Supplied text START
There has also been a reduction in the number of active Israeli funds. According to IVC data, the number of Israeli active VC funds fell from 50 in 2005 to 27 this year.
Holtzman foresees a bleak future for Israeli VC funds, with the main victims being the young companies looking for their first round of investment. “The big challenge is getting the foreign funds, which mainly invest at later stages, to increase their investments in early stages,” he says. Holtzman anticipates that within several years 95% of investments in Israeli high-tech will be by foreigners, compared with 73% today.
“Israel’s high-tech sector will continue expanding, but the Israeli element will be greatly reduced,” says Holtzman. “This is because some of the foreign financial institutions have cut back on their venture capital allocations, including their investments in Israeli venture capital. Another reason is that Israeli financial institutions don’t invest in Israeli venture capital.”
Simana, however, is more optimistic. “It’s a passing phase,” he insists. “The period of new investments raised by funds in the 2007-2008 harvest has ended. Due to the debt crisis over the following two to three years, the funds weren’t very successful in raising money. Now a window is opening and we’re seeing new funds. I believe the good older funds – those involved in recent exits that have showed their investors nice returns – will raise further capital. At the same time, we are seeing attempts by new investors to create funds. Some will succeed, even though it’s a difficult environment.”
The existing situation will affect a group of Israeli VC firms – old and new alike – that are in the process of raising capital for new funds. Among the established funds are Carmel Ventures, Vertex Venture Capital, Gemini Israel Ventures, Giza, and Jerusalem Venture Partners. The group of new players trying to enter the arena includes Qumra, Moshe Lichtman’s and Haim Shani’s Israel Growth Partners, and Pangaea Capital Partners. New funds are also being established by Sharon Kedmi and Shalom Simchon and by Pinchas Buchris and Eden Bar Tal.
Supplied text END
Supplied entries START
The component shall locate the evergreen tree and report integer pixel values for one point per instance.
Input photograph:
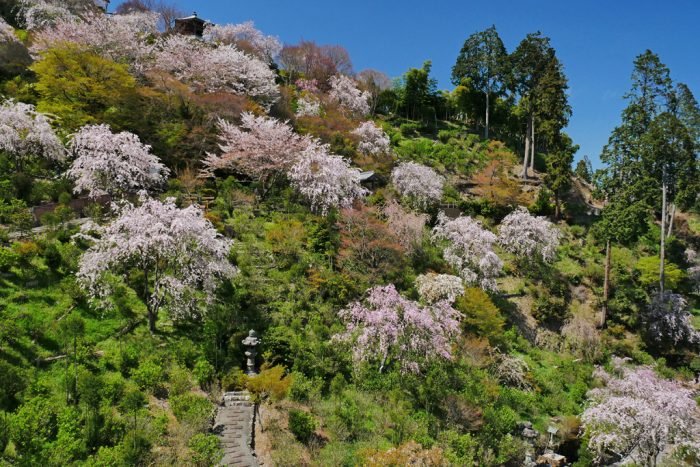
(482, 61)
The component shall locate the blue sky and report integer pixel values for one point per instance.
(596, 40)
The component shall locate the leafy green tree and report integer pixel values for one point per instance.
(418, 92)
(559, 173)
(537, 77)
(70, 329)
(482, 61)
(584, 169)
(81, 87)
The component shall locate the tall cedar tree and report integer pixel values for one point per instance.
(482, 60)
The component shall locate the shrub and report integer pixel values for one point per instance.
(193, 410)
(205, 450)
(302, 425)
(149, 375)
(203, 373)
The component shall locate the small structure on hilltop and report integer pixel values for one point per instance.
(251, 342)
(190, 25)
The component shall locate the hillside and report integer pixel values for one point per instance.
(423, 294)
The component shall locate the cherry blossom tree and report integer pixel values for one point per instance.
(261, 147)
(308, 106)
(373, 140)
(7, 33)
(528, 236)
(24, 133)
(348, 96)
(178, 252)
(407, 226)
(121, 38)
(211, 68)
(326, 180)
(40, 14)
(417, 182)
(387, 327)
(636, 415)
(113, 163)
(247, 37)
(469, 249)
(668, 321)
(433, 288)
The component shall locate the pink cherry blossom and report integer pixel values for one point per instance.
(373, 140)
(347, 95)
(261, 147)
(326, 180)
(245, 35)
(469, 249)
(24, 132)
(178, 251)
(433, 287)
(121, 38)
(407, 226)
(637, 414)
(419, 183)
(527, 236)
(214, 68)
(387, 327)
(7, 33)
(113, 163)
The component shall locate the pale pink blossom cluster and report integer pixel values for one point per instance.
(326, 180)
(7, 33)
(433, 287)
(387, 328)
(212, 68)
(417, 182)
(308, 106)
(469, 250)
(178, 251)
(373, 139)
(407, 226)
(261, 147)
(40, 14)
(121, 38)
(668, 320)
(528, 236)
(306, 85)
(637, 415)
(691, 256)
(113, 163)
(348, 96)
(247, 36)
(24, 132)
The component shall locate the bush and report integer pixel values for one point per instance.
(193, 410)
(203, 373)
(205, 450)
(149, 375)
(302, 425)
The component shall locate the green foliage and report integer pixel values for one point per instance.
(193, 410)
(480, 316)
(81, 87)
(649, 267)
(302, 425)
(205, 450)
(149, 375)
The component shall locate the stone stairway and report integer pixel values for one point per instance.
(234, 426)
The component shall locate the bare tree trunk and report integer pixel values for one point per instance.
(662, 254)
(671, 216)
(606, 283)
(527, 149)
(486, 128)
(532, 143)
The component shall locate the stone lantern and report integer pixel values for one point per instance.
(251, 342)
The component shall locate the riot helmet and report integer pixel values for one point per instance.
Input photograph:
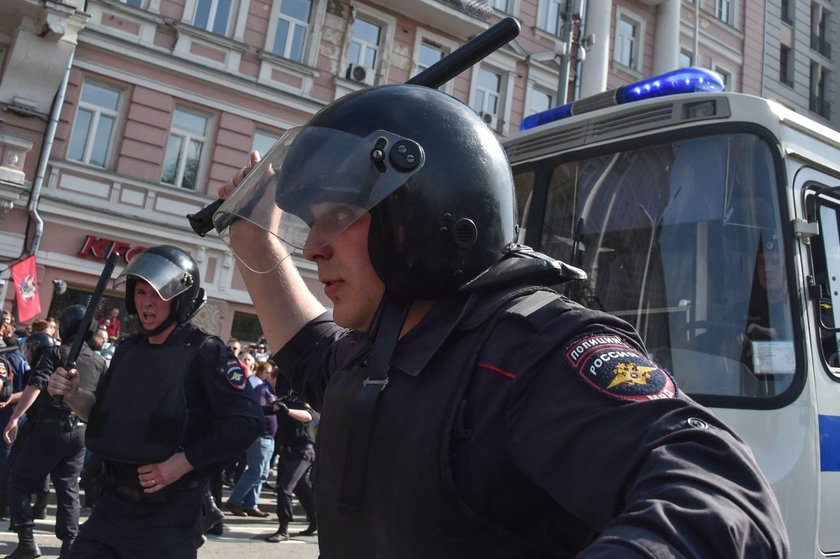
(173, 275)
(70, 321)
(433, 176)
(36, 343)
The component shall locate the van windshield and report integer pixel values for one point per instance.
(684, 241)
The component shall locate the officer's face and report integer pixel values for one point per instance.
(151, 309)
(345, 270)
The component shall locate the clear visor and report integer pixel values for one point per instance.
(311, 186)
(166, 278)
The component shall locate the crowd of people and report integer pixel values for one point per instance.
(55, 434)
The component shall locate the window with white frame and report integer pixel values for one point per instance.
(540, 100)
(428, 55)
(263, 140)
(95, 124)
(786, 65)
(293, 19)
(550, 18)
(488, 92)
(627, 37)
(724, 11)
(213, 15)
(187, 139)
(505, 6)
(365, 42)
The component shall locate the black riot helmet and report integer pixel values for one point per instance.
(173, 274)
(36, 343)
(69, 322)
(433, 176)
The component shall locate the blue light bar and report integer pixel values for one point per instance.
(685, 80)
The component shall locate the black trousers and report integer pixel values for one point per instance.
(167, 526)
(291, 480)
(41, 449)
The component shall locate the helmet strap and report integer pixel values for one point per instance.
(385, 332)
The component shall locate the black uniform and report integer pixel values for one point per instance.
(51, 441)
(188, 394)
(519, 424)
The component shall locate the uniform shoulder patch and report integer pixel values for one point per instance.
(615, 368)
(234, 374)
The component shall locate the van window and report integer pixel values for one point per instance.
(684, 241)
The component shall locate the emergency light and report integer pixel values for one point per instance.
(685, 80)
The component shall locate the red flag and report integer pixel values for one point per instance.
(26, 289)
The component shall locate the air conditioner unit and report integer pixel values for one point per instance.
(489, 119)
(359, 74)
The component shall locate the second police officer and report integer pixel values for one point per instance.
(468, 409)
(174, 405)
(52, 441)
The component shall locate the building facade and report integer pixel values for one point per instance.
(119, 118)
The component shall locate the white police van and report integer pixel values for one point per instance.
(709, 220)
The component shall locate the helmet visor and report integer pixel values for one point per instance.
(314, 183)
(167, 278)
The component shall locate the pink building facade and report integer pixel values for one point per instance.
(122, 117)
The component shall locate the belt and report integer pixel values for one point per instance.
(137, 495)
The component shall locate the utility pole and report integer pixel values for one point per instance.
(571, 20)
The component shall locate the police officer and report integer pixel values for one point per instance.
(467, 409)
(174, 404)
(54, 440)
(295, 439)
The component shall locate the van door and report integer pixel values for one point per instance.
(822, 207)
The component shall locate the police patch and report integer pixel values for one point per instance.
(615, 368)
(235, 375)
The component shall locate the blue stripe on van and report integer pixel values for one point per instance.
(829, 443)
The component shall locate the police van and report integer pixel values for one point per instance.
(709, 221)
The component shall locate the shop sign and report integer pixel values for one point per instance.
(100, 248)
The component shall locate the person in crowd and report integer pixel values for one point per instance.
(467, 408)
(7, 328)
(295, 441)
(174, 404)
(245, 495)
(54, 443)
(261, 353)
(112, 324)
(19, 368)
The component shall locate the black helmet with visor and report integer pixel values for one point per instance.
(174, 276)
(431, 173)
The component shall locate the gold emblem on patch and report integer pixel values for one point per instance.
(630, 373)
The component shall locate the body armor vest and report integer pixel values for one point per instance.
(140, 417)
(411, 507)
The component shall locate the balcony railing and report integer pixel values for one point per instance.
(479, 9)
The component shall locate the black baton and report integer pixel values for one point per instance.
(93, 303)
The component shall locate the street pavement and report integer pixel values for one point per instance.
(242, 538)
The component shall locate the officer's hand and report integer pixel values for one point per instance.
(10, 432)
(228, 188)
(63, 383)
(154, 477)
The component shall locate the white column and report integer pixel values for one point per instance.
(593, 78)
(666, 41)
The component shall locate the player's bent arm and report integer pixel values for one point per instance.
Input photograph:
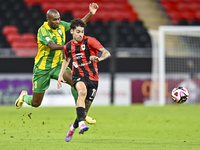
(53, 46)
(93, 8)
(63, 68)
(105, 54)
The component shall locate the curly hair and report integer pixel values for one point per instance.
(76, 23)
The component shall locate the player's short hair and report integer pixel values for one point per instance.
(76, 23)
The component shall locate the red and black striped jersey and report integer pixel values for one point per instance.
(80, 55)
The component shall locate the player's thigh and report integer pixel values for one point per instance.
(91, 90)
(41, 81)
(67, 74)
(81, 87)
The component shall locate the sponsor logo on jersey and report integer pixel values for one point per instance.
(48, 39)
(59, 31)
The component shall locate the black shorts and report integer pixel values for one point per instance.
(90, 85)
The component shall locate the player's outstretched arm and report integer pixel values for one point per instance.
(92, 8)
(105, 54)
(63, 68)
(53, 46)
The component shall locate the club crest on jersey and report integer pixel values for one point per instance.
(48, 39)
(75, 64)
(59, 31)
(83, 47)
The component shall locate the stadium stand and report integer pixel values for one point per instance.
(182, 12)
(26, 16)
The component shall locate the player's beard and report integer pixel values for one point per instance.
(79, 39)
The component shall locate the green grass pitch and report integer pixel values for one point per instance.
(172, 127)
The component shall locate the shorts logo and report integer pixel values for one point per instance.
(59, 31)
(48, 39)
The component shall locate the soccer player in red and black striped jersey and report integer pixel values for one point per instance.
(82, 50)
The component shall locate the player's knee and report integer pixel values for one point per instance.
(82, 93)
(36, 103)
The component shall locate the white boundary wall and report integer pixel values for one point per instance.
(63, 96)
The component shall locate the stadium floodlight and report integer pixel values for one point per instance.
(175, 58)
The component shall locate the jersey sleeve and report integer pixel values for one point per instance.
(94, 43)
(44, 36)
(65, 50)
(66, 25)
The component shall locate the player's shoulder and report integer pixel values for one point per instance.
(90, 38)
(64, 23)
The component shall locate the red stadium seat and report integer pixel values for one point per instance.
(175, 16)
(17, 45)
(80, 14)
(182, 6)
(27, 37)
(31, 44)
(197, 15)
(168, 6)
(188, 15)
(11, 38)
(32, 2)
(102, 15)
(60, 6)
(26, 52)
(9, 30)
(46, 6)
(70, 7)
(194, 6)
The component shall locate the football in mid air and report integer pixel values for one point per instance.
(180, 95)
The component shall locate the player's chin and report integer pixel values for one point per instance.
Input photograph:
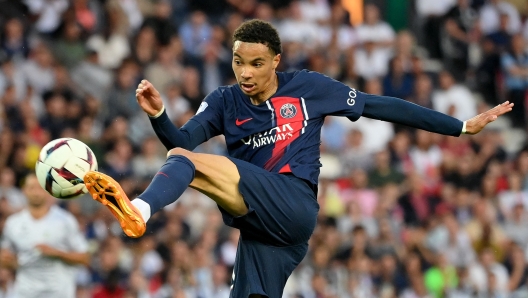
(250, 92)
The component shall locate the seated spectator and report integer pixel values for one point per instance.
(454, 99)
(383, 172)
(515, 67)
(479, 273)
(13, 196)
(514, 196)
(398, 83)
(490, 17)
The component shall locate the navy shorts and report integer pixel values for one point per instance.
(274, 233)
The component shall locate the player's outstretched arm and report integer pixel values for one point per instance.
(477, 123)
(188, 137)
(399, 111)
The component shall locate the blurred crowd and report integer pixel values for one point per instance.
(404, 213)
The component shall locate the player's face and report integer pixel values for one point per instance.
(35, 194)
(254, 67)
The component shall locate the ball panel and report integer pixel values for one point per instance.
(78, 148)
(62, 165)
(42, 170)
(58, 157)
(64, 178)
(73, 192)
(55, 188)
(76, 167)
(51, 147)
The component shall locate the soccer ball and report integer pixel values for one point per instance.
(62, 165)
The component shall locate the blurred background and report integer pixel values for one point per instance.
(404, 213)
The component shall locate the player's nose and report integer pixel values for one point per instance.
(246, 73)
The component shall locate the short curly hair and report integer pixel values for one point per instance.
(257, 31)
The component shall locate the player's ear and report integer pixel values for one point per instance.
(276, 61)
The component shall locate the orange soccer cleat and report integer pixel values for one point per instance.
(108, 192)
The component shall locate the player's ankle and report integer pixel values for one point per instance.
(143, 207)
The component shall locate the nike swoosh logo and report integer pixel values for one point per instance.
(240, 122)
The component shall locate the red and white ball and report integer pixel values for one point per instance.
(62, 165)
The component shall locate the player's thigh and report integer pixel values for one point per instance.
(217, 177)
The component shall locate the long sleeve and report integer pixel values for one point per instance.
(187, 137)
(399, 111)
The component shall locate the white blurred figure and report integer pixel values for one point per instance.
(43, 243)
(112, 44)
(195, 33)
(338, 31)
(131, 9)
(512, 197)
(376, 30)
(316, 11)
(48, 12)
(296, 29)
(14, 197)
(38, 69)
(490, 17)
(6, 283)
(219, 289)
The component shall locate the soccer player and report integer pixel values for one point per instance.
(42, 243)
(267, 186)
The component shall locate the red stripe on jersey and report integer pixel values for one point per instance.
(290, 117)
(285, 169)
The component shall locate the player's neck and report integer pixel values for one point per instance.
(38, 212)
(267, 93)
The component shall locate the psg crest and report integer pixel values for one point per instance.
(288, 111)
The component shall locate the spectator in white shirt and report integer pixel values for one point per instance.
(454, 99)
(430, 19)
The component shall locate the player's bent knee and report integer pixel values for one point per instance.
(179, 151)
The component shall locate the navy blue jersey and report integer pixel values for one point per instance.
(282, 134)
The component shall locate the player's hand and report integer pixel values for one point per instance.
(48, 251)
(149, 98)
(477, 123)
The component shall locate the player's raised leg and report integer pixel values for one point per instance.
(215, 176)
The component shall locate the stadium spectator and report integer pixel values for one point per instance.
(463, 204)
(45, 257)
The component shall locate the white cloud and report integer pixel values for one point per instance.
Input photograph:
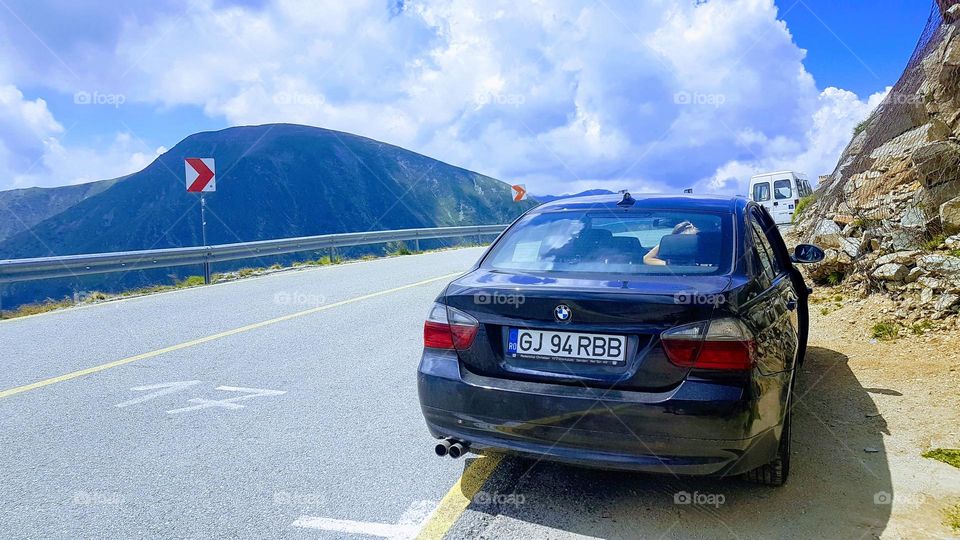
Supplied entries END
- _Assignment 1_
In the passage on Israeli venture capital, what share of investments in Israeli high-tech does Holtzman put at foreigners today?
- _Assignment 2_
From the passage on Israeli venture capital, echo the stretch from "Holtzman foresees a" through "with 73% today." word for word.
- _Assignment 3_
Carry the passage on Israeli venture capital forward from its final sentence.
The rows have no connection to the passage on Israeli venture capital.

- _Exercise response 1_
73%

- _Exercise response 2_
Holtzman foresees a bleak future for Israeli VC funds, with the main victims being the young companies looking for their first round of investment. “The big challenge is getting the foreign funds, which mainly invest at later stages, to increase their investments in early stages,” he says. Holtzman anticipates that within several years 95% of investments in Israeli high-tech will be by foreigners, compared with 73% today.

- _Exercise response 3_
“Ultimately, it doesn’t matter much whether an Israeli or foreign fund invests in an Israeli company in terms of creating value for Israeli high-tech or the Israeli economy,” says Shachar. “A strong core of funds with a strategy of continuing to invest in Israel is needed, and I think it exists. This includes funds like Sequoia Israel and Greylock Partners Israel. These are funds dedicated to Israel and managed by Israelis located here and investing.”
Like many in the industry, Shachar complains about the absence of Israeli financial institutions. “One of the biggest missed opportunities for Israeli industry and Israeli pensioners is the fact that Israeli VC funds are actually foreign, because the investors behind them are overwhelmingly foreigners,” says Shachar. “When you look at an amazing exit that the whole world gets excited about, like Waze, you see that the share ultimately reaching Israeli financial and pension investors is negligible. It all goes to European or American investors.”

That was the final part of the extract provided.